Army Vet Serves Ex-Cop Summons for Brutality Lawsuit; Prosecutors Charged Him With Multiple Felonies Based on Testimony Contradicted by Cellphone Video
Seven witnesses, all government employees, told stories that appeared to contradict video taken by the Louisiana man's family.
More than two years ago, disabled Army veteran Douglas Dendinger agreed to serve papers to a former cop from Bogalusa, La. for his nephew's brutality lawsuit against the officer. The same day he served the cop, Chad Cassard, outside a courthouse he was charged with obstructing justice and intimidating a witness, felonies, and simple battery. Dendinger says local deputies and prosecutors had clustered around him after he served Cassard, and that they threw the summons back to him and cursed at him. Less than half an hour after he got back home, police showed up to arrest him.
In a scene described in the lawsuit, Dendinger recounted a nervous night handcuffed to a rail at the Washington Parish Jail. He said he was jeered by officers, including Bogalusa Police Chief Joe Culpepper, who whistled the ominous theme song from "The Good, the Bad and the Ugly."
After his family posted bail, he said he was hopeful that the matter would be exposed as a big misunderstanding. After all, he thought, a group of police officers and two St. Tammany prosecutors witnessed the event.
"When I agreed to do it, I felt it was nothing more than someone asking to pick up a gallon of milk at the convenience store on the way home," Dendinger said. "I know I didn't anything wrong. I was worried, but people told me, 'Cooler heads will prevail.' "
But instead of going away, the case escalated.
Supported by two of his prosecutors who were at the scene, [St. Tammany District Attorney Walter] Reed formally charged Dendinger. Both prosecutors, Julie Knight and Leigh Anne Wall, gave statements to the Washington Parish Sheriff's Office implicating Dendinger.
With the bill of information, Dendinger's attorney Philip Kaplan said he got a bad feeling.
"It wasn't fun and games," Kaplan said. "They had a plan. The plan was to really go after him a put him away. That's scary."
Cassard accused Dendinger of slapping him in the chest. One of the attorneys said she thought she heard Dendinger punch Cassard. Prosecutors ended up lining up seven witnesses against Dendinger, and he faced up to 20 years if convicted.

DATA LISTING ::
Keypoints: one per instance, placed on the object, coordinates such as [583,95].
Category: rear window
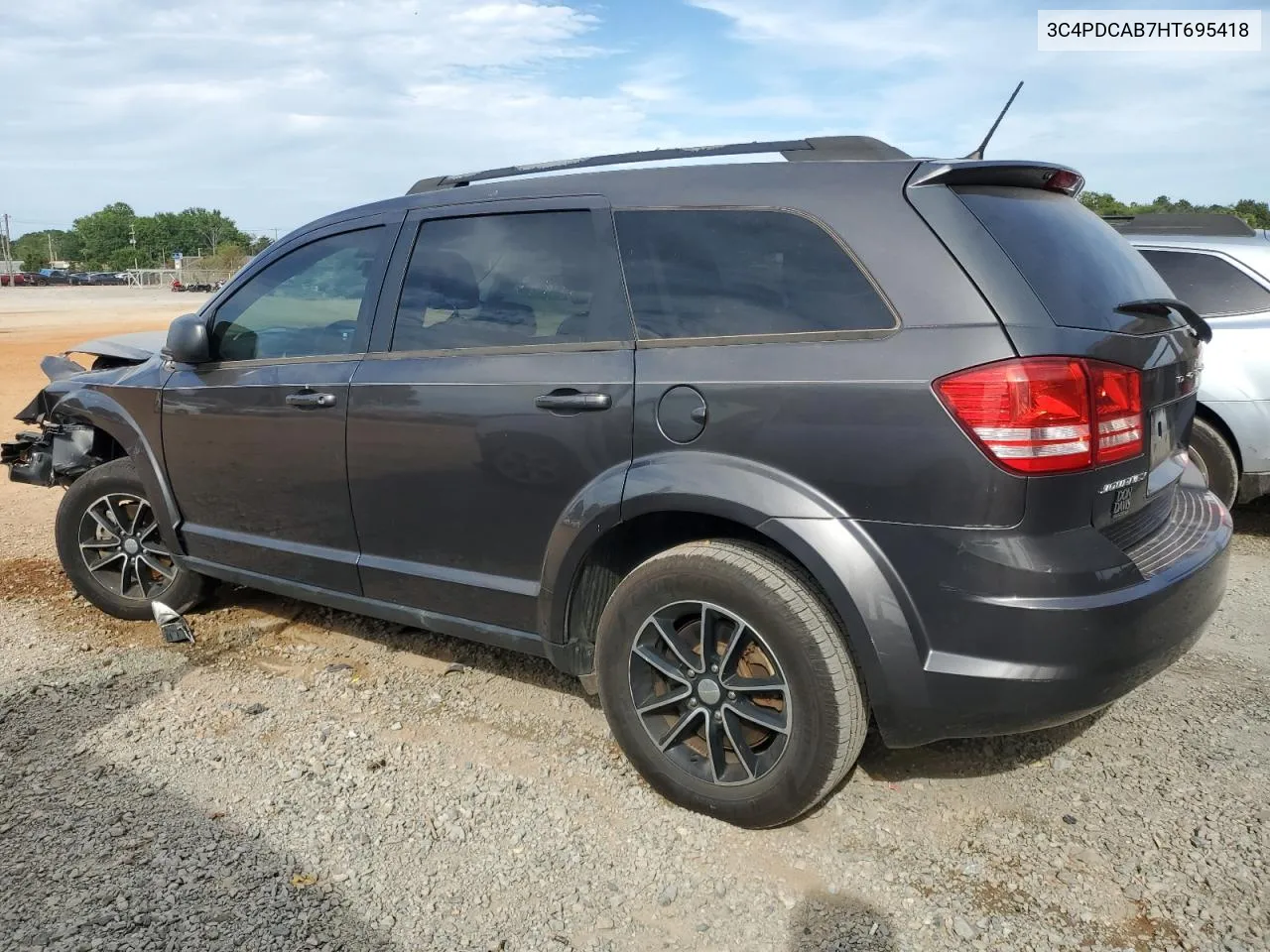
[734,273]
[1210,286]
[1076,263]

WHAT TO DO ::
(A) Answer these questions using the article about Douglas Dendinger's arrest:
(i) At which jail did Dendinger spend the night after his arrest?
(ii) Which theme song did Bogalusa Police Chief Joe Culpepper whistle?
(iii) How many years in prison did Dendinger face if convicted?
(B) Pick up the article about Douglas Dendinger's arrest after its last sentence and keep it going.

RESULTS ::
(A)
(i) The Washington Parish Jail
(ii) The theme from "The Good, the Bad and the Ugly"
(iii) Up to 20 years

(B)
Even the Bogalusa police chief was in it on it. Via WWL-TV:
Police Chief Culpepper gave a police statement that he witnessed the battery, but in a deposition he said, "I wasn't out there." But that didn't stop Culpepper from characterizing Dendinger's actions as "violence, force."
When Dendinger saw the police report, he said his reaction was strong and immediate.
"I realized even more at that moment: These people are trying to hurt me."
At the last minute before going to serve Cassard, Dendinger decided to bring his wife and nephew along to film the hand-off of the summons to the cop on their cellphones. The two videos appear to contradict the entire story presented by prosecution witnesses (including prosecutors). It took almost a year before Dendinger's lawyers could force the district attorney, whose prosecutors were involved in the incident, to recuse himself. Kicked up to the state Attorney General's office, the charges were dropped.
Dendinger is suing the cops involved, the district attorney, and the two prosecutors who said they witnessed Dendinger serving Cassard the summons, as well as the sheriff of Washington Parish, where Dendinger lives, for, among other things, false imprisonment, perjury, and abuse of due process. The parish sheriff told WWL-TV he's "confident that all claims against all WPSO deputies will be rejected and dismissed by the court."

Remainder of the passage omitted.